> _Objective_:
Pull out each line of the items below that contains the string "with". The match is case-sensitive.

> _Rows_:
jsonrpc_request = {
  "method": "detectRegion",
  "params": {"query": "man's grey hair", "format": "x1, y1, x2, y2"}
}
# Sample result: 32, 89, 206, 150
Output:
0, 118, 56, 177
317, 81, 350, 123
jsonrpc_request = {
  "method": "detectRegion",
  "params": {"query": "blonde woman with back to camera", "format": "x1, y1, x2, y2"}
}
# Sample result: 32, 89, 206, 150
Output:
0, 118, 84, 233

* * *

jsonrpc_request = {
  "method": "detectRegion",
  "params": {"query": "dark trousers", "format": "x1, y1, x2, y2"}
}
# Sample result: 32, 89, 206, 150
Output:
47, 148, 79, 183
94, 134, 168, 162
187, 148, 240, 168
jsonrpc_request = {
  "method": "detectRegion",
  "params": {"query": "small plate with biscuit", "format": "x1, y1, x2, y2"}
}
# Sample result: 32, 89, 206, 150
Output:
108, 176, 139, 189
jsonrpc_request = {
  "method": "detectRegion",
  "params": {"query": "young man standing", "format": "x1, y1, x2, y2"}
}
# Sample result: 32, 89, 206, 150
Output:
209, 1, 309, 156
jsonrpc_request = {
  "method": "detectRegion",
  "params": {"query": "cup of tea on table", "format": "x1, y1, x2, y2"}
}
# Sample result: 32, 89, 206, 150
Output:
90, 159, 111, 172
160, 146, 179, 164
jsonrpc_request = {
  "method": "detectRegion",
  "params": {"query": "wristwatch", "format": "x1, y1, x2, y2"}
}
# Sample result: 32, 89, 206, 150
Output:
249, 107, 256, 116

> _Response for this exercise_:
  "params": {"query": "blonde woman with back to camera", "format": "x1, y1, x2, y2"}
  "params": {"query": "small plate with biscuit", "format": "x1, y1, x2, y2"}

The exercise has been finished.